Labeled shape records.
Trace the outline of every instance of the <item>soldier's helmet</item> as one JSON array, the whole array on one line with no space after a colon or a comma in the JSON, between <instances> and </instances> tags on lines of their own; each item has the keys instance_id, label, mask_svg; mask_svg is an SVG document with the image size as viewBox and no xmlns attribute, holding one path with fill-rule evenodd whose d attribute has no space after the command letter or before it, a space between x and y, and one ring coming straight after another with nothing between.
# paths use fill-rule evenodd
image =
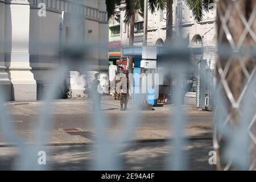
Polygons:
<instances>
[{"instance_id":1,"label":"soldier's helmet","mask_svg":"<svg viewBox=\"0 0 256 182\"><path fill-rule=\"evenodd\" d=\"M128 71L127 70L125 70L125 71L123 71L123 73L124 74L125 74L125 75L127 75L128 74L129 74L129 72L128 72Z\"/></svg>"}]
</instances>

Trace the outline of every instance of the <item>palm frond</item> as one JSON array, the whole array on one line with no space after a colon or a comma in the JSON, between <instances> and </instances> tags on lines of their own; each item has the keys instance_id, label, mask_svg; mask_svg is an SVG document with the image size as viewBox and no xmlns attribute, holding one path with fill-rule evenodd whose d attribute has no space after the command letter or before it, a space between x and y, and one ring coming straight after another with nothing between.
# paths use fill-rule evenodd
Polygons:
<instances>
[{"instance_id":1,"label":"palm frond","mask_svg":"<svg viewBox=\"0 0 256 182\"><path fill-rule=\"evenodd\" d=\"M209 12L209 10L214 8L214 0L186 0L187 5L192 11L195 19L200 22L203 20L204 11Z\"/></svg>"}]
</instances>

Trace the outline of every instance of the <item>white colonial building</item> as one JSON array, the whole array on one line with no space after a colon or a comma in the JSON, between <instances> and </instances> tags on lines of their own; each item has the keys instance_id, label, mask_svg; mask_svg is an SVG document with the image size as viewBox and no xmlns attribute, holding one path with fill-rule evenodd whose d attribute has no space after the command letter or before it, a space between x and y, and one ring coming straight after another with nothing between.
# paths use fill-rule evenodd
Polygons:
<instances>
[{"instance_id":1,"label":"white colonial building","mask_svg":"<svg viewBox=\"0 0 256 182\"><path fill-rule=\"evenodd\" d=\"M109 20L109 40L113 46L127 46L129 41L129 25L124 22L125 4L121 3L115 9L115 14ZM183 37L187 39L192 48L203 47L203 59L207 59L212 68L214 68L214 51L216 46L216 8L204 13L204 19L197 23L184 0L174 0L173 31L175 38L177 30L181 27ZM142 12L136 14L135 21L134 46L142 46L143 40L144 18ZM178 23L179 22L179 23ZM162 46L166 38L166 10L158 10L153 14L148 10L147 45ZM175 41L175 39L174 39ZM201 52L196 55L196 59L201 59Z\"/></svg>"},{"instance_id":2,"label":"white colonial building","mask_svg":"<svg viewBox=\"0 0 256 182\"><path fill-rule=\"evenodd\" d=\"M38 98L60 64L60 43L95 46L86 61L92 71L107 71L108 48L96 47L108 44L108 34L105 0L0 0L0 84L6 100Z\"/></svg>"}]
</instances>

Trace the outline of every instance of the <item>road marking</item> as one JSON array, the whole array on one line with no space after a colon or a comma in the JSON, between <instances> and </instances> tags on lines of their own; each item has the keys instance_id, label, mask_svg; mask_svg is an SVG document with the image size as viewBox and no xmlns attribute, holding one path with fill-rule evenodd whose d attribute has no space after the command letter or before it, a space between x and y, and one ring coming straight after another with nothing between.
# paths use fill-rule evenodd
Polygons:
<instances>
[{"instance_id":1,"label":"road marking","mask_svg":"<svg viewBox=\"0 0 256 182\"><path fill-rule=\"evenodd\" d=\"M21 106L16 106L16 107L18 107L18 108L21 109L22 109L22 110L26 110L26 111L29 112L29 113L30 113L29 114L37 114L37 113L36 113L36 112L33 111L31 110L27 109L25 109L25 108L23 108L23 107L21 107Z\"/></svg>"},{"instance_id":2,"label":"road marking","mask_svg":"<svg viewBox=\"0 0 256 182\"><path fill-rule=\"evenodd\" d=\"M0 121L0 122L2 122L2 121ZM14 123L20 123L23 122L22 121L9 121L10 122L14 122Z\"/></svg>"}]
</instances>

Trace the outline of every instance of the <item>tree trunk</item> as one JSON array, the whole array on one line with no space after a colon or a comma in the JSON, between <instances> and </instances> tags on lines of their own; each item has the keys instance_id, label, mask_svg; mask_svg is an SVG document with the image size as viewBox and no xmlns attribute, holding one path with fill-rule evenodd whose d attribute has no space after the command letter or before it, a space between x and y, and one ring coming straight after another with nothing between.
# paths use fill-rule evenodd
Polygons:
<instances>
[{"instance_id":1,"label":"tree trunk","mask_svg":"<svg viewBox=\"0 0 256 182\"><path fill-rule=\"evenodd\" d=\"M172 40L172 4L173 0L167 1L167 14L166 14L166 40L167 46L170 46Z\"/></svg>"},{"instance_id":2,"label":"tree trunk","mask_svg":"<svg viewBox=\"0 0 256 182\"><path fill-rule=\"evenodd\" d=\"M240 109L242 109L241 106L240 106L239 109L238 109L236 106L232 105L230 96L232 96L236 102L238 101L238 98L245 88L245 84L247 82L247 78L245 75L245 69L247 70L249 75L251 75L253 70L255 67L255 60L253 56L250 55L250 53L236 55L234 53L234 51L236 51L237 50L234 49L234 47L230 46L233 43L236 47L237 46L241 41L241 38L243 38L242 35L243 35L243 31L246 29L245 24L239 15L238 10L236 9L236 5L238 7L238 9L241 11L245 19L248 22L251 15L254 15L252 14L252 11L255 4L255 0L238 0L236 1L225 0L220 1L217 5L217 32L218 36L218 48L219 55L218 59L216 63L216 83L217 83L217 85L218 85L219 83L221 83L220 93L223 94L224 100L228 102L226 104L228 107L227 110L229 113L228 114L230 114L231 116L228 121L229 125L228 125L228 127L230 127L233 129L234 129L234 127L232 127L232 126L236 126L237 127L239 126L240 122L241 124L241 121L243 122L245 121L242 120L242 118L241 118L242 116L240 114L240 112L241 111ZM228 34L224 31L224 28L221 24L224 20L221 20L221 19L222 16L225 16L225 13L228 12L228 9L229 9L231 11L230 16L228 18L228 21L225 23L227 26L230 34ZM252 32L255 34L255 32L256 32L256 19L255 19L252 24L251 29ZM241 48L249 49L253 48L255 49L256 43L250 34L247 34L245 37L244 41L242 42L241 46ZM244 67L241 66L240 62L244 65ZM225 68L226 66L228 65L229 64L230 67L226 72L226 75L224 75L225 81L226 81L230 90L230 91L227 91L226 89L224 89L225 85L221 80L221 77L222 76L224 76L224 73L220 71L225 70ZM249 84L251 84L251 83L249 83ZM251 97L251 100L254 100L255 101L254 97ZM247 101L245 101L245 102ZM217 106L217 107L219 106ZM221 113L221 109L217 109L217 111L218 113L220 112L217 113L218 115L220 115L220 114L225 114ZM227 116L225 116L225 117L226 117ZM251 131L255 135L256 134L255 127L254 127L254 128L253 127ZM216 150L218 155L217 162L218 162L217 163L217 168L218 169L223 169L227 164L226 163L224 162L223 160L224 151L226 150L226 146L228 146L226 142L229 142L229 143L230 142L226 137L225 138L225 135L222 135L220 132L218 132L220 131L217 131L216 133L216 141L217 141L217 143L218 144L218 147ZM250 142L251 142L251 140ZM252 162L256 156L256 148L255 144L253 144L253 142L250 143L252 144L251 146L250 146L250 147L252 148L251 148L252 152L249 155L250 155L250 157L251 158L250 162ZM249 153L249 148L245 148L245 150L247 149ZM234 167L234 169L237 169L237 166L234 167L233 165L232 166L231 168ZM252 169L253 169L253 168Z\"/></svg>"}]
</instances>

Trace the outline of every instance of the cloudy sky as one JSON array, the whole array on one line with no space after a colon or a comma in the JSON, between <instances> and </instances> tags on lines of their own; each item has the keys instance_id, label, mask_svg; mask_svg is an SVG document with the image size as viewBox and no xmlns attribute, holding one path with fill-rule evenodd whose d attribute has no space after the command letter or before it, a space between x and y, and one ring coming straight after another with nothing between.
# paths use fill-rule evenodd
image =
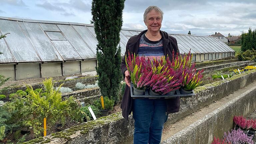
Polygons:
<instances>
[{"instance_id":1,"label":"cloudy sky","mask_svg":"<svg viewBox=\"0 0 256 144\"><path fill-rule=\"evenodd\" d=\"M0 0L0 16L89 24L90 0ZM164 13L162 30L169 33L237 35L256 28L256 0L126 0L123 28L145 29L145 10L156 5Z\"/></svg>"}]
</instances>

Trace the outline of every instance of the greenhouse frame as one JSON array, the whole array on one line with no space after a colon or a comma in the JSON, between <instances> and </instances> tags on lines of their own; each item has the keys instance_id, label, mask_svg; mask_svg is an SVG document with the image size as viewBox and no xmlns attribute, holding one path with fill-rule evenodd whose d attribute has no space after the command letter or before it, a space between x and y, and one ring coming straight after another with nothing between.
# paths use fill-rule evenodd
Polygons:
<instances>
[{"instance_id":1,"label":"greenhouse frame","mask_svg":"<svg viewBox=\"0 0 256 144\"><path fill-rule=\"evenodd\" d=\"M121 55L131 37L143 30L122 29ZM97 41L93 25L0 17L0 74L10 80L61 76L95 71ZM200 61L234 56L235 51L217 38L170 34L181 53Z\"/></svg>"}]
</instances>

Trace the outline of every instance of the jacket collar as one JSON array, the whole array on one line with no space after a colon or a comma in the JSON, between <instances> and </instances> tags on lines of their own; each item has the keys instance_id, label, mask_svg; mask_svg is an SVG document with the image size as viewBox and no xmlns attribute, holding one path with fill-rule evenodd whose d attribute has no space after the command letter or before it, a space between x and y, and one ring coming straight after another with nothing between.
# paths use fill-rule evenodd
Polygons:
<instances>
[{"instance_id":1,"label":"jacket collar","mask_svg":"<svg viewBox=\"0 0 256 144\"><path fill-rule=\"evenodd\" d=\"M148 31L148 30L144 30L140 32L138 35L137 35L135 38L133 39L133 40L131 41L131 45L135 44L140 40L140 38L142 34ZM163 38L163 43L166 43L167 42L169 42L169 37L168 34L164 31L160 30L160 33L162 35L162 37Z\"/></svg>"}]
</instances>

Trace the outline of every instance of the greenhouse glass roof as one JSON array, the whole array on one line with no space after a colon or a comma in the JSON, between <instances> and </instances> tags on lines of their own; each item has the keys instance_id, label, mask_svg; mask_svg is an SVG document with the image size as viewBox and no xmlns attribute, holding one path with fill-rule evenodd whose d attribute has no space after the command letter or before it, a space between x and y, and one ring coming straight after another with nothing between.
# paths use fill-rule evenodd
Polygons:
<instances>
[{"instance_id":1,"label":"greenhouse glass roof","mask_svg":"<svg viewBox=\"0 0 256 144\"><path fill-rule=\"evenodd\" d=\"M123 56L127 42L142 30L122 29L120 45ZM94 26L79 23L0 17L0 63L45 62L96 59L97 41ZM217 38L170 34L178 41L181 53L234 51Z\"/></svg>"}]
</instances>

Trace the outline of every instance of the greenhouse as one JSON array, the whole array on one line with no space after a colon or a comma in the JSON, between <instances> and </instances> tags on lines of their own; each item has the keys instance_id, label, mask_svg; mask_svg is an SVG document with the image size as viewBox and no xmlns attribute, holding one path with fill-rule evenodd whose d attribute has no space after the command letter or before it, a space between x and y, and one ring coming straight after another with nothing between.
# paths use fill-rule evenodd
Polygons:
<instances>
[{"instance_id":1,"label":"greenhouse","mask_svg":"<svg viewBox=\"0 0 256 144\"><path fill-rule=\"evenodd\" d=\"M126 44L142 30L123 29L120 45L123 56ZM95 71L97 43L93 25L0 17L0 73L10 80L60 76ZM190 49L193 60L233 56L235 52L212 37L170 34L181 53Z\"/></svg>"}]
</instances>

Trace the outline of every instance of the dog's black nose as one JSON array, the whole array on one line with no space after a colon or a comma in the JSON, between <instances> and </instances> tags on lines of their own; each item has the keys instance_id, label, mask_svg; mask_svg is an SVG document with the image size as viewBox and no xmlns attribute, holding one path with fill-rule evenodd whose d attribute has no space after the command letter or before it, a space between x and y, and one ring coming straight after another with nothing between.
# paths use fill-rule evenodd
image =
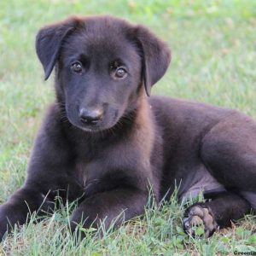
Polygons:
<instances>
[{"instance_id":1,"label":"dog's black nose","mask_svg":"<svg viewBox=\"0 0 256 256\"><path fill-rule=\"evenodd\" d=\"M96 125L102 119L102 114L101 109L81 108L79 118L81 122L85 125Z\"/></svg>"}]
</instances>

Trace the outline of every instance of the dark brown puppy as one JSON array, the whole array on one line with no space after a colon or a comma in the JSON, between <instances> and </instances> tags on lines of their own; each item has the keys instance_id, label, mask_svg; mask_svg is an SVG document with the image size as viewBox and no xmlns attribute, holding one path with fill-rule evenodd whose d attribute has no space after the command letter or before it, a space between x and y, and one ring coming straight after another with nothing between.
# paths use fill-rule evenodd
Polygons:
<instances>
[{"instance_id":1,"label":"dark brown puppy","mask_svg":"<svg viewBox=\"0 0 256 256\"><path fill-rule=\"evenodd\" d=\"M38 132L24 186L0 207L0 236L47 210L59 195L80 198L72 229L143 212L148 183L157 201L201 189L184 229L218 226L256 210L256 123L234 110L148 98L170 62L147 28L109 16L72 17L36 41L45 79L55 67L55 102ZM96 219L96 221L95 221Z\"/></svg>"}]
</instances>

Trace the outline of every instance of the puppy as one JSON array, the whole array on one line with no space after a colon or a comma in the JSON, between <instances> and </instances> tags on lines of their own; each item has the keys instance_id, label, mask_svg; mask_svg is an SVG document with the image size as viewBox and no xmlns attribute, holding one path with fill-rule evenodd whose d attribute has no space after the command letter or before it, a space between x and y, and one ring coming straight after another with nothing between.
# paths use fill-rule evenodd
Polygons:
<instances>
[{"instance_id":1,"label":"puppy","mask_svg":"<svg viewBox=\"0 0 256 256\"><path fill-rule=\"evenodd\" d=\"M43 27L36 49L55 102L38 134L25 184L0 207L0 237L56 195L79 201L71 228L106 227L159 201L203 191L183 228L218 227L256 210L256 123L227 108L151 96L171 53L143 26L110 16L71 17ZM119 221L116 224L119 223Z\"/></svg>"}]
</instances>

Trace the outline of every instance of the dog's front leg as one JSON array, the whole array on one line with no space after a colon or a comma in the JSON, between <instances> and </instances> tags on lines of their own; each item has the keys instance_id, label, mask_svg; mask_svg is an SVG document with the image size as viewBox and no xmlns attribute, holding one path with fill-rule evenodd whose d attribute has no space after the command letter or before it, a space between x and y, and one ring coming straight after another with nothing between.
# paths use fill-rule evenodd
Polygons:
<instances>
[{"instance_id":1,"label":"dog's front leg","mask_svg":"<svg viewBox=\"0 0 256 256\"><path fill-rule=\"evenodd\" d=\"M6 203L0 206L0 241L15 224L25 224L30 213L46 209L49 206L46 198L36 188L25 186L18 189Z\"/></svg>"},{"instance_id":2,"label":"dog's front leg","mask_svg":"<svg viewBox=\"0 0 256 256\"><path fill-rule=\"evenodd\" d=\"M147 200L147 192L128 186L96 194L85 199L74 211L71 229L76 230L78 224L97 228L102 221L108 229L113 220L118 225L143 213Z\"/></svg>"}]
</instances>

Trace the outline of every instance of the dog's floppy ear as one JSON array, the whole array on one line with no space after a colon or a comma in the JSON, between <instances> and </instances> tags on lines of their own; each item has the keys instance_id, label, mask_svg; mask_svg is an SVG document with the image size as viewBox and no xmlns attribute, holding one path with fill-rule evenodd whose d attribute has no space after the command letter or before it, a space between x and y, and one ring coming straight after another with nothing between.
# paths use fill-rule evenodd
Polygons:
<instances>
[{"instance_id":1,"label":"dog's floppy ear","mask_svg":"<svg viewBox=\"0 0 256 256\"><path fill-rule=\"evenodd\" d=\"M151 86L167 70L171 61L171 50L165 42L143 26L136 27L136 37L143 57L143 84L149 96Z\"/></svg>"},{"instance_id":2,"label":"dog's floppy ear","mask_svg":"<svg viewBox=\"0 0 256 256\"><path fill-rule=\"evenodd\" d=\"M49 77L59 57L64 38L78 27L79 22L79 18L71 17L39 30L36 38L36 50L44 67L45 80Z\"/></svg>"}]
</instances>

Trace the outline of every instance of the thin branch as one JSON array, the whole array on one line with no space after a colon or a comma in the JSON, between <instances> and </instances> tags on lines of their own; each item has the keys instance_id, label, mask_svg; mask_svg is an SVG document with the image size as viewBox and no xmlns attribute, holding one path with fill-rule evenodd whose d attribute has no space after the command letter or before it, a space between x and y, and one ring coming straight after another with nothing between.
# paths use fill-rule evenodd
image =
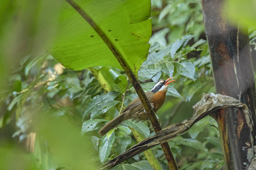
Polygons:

Written exercise.
Quote the lines word for word, starting at the line that contains "Trace the outline of every instance of the thin" and ending at the last of the lines. Leave the pictures out of your answer.

Exercise answer.
Trace the outline of every instance of the thin branch as one JSON array, the whole array on one line with no space after a colon or a comma in the JSON, between <instances> and </instances> tags on lines of their own; each item has the keys instance_id, label, mask_svg; mask_svg is an SVG document with the image size as viewBox and no xmlns attribute, holding one path with fill-rule evenodd whose d attribute has no space after the command letter or before it, a space between x and y, and one ring coming straight after another with nothing between.
# paths use fill-rule evenodd
image =
Polygons:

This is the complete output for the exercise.